**What is asked**
• A. In the forum thread on grouping and counting, which field does Nik44 want to group the data by?
• B. In the forum thread on grouping and counting, why does Nik44 pick the cut command over the awk replies?

=== Source extract ===

Grouping and counting

Nik44 · August 15, 2016, 8:08am

Hello,

I would like to group/sort a file of records by a particular field and then count how many records belong in that grouping.

For example say I have the following data:

1234|"ZZZ"|"Date"|"1"|"Y"|"ABC"|""|AA
ABCD|"ZZZ"|"Date"|"1"|"Y"|"ABC"|""|AA
EFGH|"ZZZ"|"Date"|"1"|"Y"|"ABC"|""|BB
IJKLM|"ZZZ"|"Date"|"1"|"Y"|"ABC"|""|BB
NOPQ|"ZZZ"|"Date"|"1"|"Y"|"ABC"|""|BB

i.e. I'd like to group by the last field and count so effectively the output would look as so:

AA 2
BB 3

etc...

jim_mcnamara · August 15, 2016, 8:24am

Try awk:

awk -F '|' {arr[$(NF)]++} END {for(i in arr) {i, arr}} ' inputfile

Data will not come out sorted, you can pipe the result into sort if you need it that way.

RavinderSingh13 · August 15, 2016, 8:32am

Hello Nik44,

Welcome to forums, hope you will enjoy learning knowledge here. Could you please try following and let me know if this helps(if you are not bothered about sequence of output).

awk -F"|" '{A[$NF]++} END{for(i in A){print i, A}}'  Input_file

Output will be as follows.

BB 3
AA 2

If you need output in same sequence as Input_file then try as follows(By reading Input_file 2 times in following solution).

awk -F"|" 'FNR==NR{A[$NF]++;next} ($NF in A){print $NF, A[$NF];delete A[$NF]}'   Input_file  Input_file

Output will be as follows.

AA 2
BB 3

Hope this helps you.

Thanks,
R. Singh

drl · August 15, 2016, 8:41am

Hi.

Also with standard utilities:

cut -f8 -d'|' <your-input-file> | sort | uniq -c

producing

      2 AA
      3 BB

Best wishes ... cheers, drl

Nik44 · August 15, 2016, 9:52am

Thanks for the reponses! I've gone for the more straight forward cut option as it provides the desired output.

However I forgot to add to this question... Is there a way of refining this output further so that it will only count a record of that group where field four is "1" and where field five is "Y"? I realise in the example supplied it would still show the exact same count.

=== Data extract ===

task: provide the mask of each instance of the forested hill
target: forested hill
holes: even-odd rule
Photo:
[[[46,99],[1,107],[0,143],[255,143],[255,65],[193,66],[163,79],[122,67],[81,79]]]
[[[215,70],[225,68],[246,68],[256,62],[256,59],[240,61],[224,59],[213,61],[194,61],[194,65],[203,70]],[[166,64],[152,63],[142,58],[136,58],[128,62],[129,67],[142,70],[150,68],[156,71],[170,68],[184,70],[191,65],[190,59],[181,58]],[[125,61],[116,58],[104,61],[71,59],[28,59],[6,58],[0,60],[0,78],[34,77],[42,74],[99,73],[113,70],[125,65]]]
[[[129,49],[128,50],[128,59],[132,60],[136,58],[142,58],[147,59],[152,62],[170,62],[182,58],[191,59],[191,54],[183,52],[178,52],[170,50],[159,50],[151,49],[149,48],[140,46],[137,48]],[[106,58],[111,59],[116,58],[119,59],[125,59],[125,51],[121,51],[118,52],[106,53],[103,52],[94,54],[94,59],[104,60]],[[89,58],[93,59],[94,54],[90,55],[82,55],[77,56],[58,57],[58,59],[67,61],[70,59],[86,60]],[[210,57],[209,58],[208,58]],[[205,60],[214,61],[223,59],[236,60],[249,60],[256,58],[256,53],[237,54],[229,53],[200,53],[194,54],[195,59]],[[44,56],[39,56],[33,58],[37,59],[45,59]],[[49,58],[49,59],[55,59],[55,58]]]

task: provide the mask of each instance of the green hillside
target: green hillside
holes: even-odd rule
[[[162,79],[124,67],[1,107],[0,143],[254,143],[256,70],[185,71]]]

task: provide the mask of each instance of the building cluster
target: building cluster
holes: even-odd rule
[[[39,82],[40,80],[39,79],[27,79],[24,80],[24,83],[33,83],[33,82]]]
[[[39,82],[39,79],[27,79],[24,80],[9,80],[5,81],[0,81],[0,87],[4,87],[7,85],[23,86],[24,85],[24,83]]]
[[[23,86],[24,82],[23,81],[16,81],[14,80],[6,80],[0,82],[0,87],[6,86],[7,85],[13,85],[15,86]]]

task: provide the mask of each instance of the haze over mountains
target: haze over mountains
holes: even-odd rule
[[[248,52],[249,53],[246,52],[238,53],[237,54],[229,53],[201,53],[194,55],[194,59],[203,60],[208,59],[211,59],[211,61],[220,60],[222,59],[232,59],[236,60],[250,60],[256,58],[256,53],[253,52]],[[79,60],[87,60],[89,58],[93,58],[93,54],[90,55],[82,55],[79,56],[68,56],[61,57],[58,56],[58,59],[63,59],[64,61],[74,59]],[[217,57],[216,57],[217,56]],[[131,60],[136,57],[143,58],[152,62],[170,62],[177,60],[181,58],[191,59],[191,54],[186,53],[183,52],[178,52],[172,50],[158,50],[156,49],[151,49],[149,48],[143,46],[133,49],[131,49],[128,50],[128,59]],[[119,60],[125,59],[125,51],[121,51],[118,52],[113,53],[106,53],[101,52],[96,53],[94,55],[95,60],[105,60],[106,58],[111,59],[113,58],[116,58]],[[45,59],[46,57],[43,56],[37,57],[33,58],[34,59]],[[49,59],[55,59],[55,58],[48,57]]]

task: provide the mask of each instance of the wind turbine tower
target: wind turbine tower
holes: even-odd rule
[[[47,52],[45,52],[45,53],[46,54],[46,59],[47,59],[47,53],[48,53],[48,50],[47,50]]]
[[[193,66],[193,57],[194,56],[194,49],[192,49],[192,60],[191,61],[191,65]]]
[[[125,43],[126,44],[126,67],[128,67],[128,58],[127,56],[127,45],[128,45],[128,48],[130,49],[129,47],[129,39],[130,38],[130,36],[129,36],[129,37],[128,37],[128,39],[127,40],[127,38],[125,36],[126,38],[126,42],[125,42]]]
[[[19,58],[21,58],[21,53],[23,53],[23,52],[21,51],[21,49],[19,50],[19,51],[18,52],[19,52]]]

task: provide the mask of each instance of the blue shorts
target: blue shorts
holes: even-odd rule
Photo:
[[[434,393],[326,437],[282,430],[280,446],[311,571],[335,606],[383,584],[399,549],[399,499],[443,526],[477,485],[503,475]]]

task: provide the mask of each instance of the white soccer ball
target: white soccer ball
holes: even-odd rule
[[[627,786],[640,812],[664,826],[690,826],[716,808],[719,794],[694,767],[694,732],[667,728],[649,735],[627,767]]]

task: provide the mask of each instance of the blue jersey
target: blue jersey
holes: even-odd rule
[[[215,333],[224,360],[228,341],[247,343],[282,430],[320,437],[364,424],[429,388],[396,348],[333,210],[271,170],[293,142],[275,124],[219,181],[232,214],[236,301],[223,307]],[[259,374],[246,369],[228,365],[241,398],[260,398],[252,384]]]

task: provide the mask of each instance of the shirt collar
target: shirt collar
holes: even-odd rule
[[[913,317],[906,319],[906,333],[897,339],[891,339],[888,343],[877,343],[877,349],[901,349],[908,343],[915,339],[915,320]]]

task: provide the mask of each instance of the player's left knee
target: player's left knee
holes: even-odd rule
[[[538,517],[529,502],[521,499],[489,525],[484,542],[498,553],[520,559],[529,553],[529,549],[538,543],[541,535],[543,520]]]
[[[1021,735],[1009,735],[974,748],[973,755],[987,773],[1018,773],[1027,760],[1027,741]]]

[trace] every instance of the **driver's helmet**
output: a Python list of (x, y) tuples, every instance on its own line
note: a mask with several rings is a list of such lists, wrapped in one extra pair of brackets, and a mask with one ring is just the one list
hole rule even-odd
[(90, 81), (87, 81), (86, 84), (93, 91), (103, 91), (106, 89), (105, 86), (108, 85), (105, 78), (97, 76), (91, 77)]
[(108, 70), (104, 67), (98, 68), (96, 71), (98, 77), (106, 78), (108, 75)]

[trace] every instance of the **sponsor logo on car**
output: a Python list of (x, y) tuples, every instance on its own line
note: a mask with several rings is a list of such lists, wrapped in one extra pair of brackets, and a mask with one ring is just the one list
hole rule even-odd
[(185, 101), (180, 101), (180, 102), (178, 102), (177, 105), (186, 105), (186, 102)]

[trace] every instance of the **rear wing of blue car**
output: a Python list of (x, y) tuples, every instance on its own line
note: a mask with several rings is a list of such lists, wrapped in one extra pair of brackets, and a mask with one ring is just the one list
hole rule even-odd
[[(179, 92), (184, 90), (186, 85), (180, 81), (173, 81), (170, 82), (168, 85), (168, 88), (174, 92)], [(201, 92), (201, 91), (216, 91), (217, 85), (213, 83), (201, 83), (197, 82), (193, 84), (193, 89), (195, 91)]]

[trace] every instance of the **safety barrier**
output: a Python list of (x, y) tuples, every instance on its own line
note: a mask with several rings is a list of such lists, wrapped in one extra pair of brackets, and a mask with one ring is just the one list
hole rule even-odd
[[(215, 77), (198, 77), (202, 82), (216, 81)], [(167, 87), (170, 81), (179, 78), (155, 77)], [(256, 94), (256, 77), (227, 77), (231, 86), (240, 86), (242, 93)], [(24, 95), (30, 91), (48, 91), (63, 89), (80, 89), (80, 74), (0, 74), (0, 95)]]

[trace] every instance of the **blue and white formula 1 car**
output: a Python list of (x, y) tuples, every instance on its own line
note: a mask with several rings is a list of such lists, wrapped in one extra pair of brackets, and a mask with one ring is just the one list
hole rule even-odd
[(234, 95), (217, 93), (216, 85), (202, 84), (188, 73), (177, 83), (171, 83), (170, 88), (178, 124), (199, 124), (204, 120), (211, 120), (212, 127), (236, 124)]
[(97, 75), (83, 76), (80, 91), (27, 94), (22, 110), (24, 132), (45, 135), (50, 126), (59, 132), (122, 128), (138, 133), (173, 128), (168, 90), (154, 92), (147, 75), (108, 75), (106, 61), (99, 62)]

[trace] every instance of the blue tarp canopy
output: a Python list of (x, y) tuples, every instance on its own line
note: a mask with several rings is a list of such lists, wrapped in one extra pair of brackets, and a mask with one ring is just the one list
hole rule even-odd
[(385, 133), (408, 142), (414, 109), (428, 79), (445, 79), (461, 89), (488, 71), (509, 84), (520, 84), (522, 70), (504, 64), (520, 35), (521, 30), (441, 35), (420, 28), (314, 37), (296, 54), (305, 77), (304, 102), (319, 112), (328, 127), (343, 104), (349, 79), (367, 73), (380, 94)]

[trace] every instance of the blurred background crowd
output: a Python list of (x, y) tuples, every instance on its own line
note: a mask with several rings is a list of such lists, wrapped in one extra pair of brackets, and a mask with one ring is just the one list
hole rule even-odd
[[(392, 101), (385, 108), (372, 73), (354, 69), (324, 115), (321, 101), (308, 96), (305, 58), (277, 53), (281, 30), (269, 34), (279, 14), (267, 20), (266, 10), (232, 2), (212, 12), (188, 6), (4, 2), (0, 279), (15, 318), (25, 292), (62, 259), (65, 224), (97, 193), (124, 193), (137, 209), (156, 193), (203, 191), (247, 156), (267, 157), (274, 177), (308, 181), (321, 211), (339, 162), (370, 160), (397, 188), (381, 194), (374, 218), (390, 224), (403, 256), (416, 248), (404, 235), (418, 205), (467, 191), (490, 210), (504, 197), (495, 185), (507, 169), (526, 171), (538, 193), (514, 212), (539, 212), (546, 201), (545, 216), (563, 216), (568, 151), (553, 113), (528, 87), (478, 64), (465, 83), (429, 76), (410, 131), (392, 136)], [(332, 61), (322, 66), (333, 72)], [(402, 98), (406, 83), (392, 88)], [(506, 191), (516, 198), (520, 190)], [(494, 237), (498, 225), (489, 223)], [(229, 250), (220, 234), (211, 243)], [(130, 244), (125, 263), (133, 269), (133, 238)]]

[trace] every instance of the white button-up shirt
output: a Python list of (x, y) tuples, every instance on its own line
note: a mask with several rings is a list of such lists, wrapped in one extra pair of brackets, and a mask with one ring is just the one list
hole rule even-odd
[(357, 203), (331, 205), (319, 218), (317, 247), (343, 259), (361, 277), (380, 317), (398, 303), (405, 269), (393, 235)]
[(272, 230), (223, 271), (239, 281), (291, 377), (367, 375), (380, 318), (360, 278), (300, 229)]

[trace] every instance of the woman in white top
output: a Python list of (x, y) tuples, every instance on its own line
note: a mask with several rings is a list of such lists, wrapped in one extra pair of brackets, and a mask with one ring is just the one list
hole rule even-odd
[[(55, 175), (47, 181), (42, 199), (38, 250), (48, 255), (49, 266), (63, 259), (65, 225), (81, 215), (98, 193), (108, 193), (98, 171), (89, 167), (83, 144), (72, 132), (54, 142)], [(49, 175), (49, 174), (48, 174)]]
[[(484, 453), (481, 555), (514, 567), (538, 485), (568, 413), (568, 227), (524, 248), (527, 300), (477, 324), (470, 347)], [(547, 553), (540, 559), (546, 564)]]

===

**Results of the tasks**
• A. The last field.

• B. Nik44 chose the cut option because it is the more straightforward one and provides the desired output.